Task data =

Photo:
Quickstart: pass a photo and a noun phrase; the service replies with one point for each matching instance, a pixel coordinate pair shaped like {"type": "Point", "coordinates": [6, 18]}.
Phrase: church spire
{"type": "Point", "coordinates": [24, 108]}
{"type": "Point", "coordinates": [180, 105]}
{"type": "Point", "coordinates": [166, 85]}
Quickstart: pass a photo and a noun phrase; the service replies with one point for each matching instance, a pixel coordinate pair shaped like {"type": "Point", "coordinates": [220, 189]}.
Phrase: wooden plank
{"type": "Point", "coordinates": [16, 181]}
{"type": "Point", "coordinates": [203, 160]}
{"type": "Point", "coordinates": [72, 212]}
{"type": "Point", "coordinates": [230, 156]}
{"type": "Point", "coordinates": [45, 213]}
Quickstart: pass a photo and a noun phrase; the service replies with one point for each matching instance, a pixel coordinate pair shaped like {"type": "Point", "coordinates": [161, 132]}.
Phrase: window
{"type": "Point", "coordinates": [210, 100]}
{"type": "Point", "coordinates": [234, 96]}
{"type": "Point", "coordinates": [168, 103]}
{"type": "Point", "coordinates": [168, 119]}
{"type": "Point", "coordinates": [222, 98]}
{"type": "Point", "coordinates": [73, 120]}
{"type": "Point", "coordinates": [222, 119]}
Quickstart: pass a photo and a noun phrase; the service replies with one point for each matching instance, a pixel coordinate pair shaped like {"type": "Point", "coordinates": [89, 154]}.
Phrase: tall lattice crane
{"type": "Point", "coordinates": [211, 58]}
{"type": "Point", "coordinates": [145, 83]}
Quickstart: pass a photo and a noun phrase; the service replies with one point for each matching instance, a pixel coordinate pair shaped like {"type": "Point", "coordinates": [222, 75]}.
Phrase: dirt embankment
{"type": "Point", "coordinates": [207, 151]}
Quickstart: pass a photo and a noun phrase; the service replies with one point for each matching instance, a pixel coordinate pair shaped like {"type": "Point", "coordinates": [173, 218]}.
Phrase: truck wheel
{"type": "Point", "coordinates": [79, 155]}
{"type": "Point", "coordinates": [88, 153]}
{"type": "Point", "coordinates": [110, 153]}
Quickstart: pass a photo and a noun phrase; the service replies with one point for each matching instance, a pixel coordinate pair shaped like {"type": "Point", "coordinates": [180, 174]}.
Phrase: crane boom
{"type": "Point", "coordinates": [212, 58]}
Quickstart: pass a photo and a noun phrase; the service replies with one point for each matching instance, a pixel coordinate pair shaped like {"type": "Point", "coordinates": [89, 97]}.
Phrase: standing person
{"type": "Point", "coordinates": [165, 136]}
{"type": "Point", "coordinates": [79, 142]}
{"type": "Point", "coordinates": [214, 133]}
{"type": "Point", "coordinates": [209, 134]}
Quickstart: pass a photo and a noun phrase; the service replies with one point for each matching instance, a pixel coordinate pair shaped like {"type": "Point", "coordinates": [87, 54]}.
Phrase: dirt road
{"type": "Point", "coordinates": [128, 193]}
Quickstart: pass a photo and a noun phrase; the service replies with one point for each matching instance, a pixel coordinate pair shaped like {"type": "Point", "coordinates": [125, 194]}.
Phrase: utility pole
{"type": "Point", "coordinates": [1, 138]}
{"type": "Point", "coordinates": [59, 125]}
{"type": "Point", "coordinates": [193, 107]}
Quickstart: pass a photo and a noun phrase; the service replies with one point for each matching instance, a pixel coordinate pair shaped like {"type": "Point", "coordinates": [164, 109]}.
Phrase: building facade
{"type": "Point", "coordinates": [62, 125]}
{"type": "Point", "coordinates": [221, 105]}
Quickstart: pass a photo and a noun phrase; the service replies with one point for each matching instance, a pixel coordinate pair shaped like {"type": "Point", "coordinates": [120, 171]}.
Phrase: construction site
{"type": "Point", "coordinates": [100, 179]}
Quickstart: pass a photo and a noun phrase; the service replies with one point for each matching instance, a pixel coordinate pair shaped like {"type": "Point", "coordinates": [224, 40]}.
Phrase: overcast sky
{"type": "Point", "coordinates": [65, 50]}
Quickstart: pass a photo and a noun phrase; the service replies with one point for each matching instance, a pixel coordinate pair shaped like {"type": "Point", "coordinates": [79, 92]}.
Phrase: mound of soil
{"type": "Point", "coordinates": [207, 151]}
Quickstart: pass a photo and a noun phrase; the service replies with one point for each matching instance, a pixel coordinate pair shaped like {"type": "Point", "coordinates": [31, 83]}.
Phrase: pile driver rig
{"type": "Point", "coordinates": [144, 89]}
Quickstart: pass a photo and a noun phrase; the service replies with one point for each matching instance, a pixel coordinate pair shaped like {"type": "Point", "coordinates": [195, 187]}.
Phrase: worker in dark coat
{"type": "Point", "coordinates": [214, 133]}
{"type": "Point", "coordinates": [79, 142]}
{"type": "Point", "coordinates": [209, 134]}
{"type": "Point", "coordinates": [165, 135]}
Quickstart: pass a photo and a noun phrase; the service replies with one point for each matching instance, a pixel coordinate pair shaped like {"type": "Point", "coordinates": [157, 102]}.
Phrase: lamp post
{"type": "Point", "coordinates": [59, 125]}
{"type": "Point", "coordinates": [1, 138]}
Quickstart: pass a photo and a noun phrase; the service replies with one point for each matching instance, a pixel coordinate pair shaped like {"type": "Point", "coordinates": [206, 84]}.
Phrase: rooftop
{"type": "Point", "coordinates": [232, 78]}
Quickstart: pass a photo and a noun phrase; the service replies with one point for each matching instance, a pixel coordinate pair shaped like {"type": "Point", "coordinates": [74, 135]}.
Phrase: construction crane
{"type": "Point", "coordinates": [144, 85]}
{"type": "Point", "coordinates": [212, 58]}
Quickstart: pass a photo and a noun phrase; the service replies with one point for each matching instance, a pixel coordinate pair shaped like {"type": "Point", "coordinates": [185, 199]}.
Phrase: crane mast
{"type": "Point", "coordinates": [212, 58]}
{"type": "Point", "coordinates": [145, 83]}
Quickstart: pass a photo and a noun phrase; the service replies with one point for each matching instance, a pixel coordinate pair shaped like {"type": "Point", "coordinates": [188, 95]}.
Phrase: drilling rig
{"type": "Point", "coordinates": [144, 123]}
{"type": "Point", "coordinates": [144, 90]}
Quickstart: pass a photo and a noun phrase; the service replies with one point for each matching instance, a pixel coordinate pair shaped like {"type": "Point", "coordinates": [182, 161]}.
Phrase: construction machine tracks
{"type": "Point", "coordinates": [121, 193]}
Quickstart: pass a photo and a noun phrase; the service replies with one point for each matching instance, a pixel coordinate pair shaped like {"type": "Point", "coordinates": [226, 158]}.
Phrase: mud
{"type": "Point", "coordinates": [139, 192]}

Required task = Extract each line from the listing above, please, and repeat it exactly.

Result below =
Photo:
Quickstart: pass a photo and a noun phrase; the service replies with one point for each matching instance, a pixel coordinate pair shaped like {"type": "Point", "coordinates": [6, 18]}.
Phrase: church spire
{"type": "Point", "coordinates": [24, 108]}
{"type": "Point", "coordinates": [180, 105]}
{"type": "Point", "coordinates": [166, 85]}
Quickstart: pass a photo and a noun phrase; the service replies with one point for each matching instance, a pixel coordinate pair shaped like {"type": "Point", "coordinates": [220, 189]}.
Phrase: wooden plank
{"type": "Point", "coordinates": [16, 181]}
{"type": "Point", "coordinates": [203, 160]}
{"type": "Point", "coordinates": [72, 212]}
{"type": "Point", "coordinates": [230, 156]}
{"type": "Point", "coordinates": [45, 213]}
Quickstart: pass a photo and a noun phrase; the service replies with one point for each matching instance, a pixel coordinate pair shaped like {"type": "Point", "coordinates": [161, 132]}.
Phrase: window
{"type": "Point", "coordinates": [210, 100]}
{"type": "Point", "coordinates": [234, 96]}
{"type": "Point", "coordinates": [168, 103]}
{"type": "Point", "coordinates": [168, 119]}
{"type": "Point", "coordinates": [222, 98]}
{"type": "Point", "coordinates": [73, 120]}
{"type": "Point", "coordinates": [222, 119]}
Quickstart: pass a photo and a noun phrase; the service replies with one point for each matching instance, a pixel coordinate pair shaped like {"type": "Point", "coordinates": [89, 154]}.
Phrase: tall lattice crane
{"type": "Point", "coordinates": [211, 58]}
{"type": "Point", "coordinates": [145, 83]}
Quickstart: pass a photo and a noun phrase; the service replies with one point for each matching instance, a pixel coordinate pair shaped like {"type": "Point", "coordinates": [222, 75]}.
Phrase: dirt embankment
{"type": "Point", "coordinates": [207, 151]}
Quickstart: pass a photo and a noun phrase; the service replies with one point for each matching instance, a pixel coordinate pair shaped like {"type": "Point", "coordinates": [173, 218]}.
Phrase: truck wheel
{"type": "Point", "coordinates": [79, 155]}
{"type": "Point", "coordinates": [88, 153]}
{"type": "Point", "coordinates": [110, 153]}
Quickstart: pass a photo and a noun phrase; the service replies with one point for each matching instance, a pixel coordinate pair shaped like {"type": "Point", "coordinates": [180, 174]}.
Phrase: crane boom
{"type": "Point", "coordinates": [212, 58]}
Quickstart: pass a photo and a noun phrase; the service replies with one point for each matching instance, a pixel coordinate pair shaped like {"type": "Point", "coordinates": [89, 97]}.
Phrase: standing person
{"type": "Point", "coordinates": [165, 136]}
{"type": "Point", "coordinates": [79, 142]}
{"type": "Point", "coordinates": [214, 133]}
{"type": "Point", "coordinates": [209, 134]}
Quickstart: pass a photo and a noun phrase; the service replies with one point for each matching instance, a pixel coordinate pair shaped like {"type": "Point", "coordinates": [87, 54]}.
Phrase: dirt road
{"type": "Point", "coordinates": [128, 193]}
Quickstart: pass a photo and a noun phrase; the service replies with one point for each matching instance, a pixel coordinate pair shaped like {"type": "Point", "coordinates": [125, 194]}.
Phrase: utility pole
{"type": "Point", "coordinates": [1, 138]}
{"type": "Point", "coordinates": [59, 125]}
{"type": "Point", "coordinates": [193, 107]}
Quickstart: pass a photo and a noun phrase; the service replies with one point for each matching instance, a pixel coordinate pair shaped like {"type": "Point", "coordinates": [164, 109]}.
Phrase: building facade
{"type": "Point", "coordinates": [62, 125]}
{"type": "Point", "coordinates": [221, 105]}
Quickstart: pass a photo and a noun phrase; the service replies with one point for each matching instance, a pixel coordinate pair shaped like {"type": "Point", "coordinates": [120, 171]}.
Phrase: construction site
{"type": "Point", "coordinates": [100, 179]}
Quickstart: pass a photo and a noun phrase; the service replies with one point for each matching instance, a pixel coordinate pair shaped like {"type": "Point", "coordinates": [224, 40]}.
Phrase: overcast sky
{"type": "Point", "coordinates": [65, 50]}
Quickstart: pass a photo and a noun phrase; the service replies with one point for each matching instance, a pixel coordinate pair shaped like {"type": "Point", "coordinates": [79, 92]}.
Phrase: mound of soil
{"type": "Point", "coordinates": [207, 151]}
Quickstart: pass a photo and a noun phrase; the service replies with one point for each matching instance, a pixel coordinate pair shaped like {"type": "Point", "coordinates": [31, 83]}.
Phrase: pile driver rig
{"type": "Point", "coordinates": [144, 89]}
Quickstart: pass a photo and a noun phrase; the service replies with one point for each matching instance, a pixel coordinate pair shaped like {"type": "Point", "coordinates": [195, 187]}.
Phrase: worker in dark coat
{"type": "Point", "coordinates": [214, 133]}
{"type": "Point", "coordinates": [79, 142]}
{"type": "Point", "coordinates": [209, 134]}
{"type": "Point", "coordinates": [165, 135]}
Quickstart: pass a photo and a noun phrase; the service replies with one point for each matching instance, a pixel coordinate pair shaped like {"type": "Point", "coordinates": [157, 102]}.
Phrase: lamp post
{"type": "Point", "coordinates": [59, 125]}
{"type": "Point", "coordinates": [1, 138]}
Quickstart: pass a photo and a noun phrase; the service replies with one point for each matching instance, a pixel coordinate pair shaped like {"type": "Point", "coordinates": [206, 84]}.
Phrase: rooftop
{"type": "Point", "coordinates": [232, 78]}
Quickstart: pass a photo and a noun phrase; the service replies with one point for each matching instance, a pixel coordinate pair shaped like {"type": "Point", "coordinates": [74, 135]}.
Phrase: construction crane
{"type": "Point", "coordinates": [144, 85]}
{"type": "Point", "coordinates": [212, 58]}
Quickstart: pass a photo and a noun phrase; the service replies with one point for each matching instance, a pixel coordinate pair shaped like {"type": "Point", "coordinates": [185, 199]}.
Phrase: crane mast
{"type": "Point", "coordinates": [212, 58]}
{"type": "Point", "coordinates": [145, 83]}
Quickstart: pass a photo and a noun phrase; the service replies with one point for each matching instance, a pixel coordinate pair shaped like {"type": "Point", "coordinates": [188, 95]}.
Phrase: drilling rig
{"type": "Point", "coordinates": [144, 123]}
{"type": "Point", "coordinates": [144, 90]}
Quickstart: pass a photo and a noun phrase; the service replies with one point for each matching instance, a pixel coordinate pair shaped like {"type": "Point", "coordinates": [182, 161]}.
Phrase: construction machine tracks
{"type": "Point", "coordinates": [121, 193]}
Quickstart: pass a photo and a noun phrase; the service replies with one point for each matching instance, a pixel coordinate pair shaped like {"type": "Point", "coordinates": [226, 158]}.
Phrase: mud
{"type": "Point", "coordinates": [139, 192]}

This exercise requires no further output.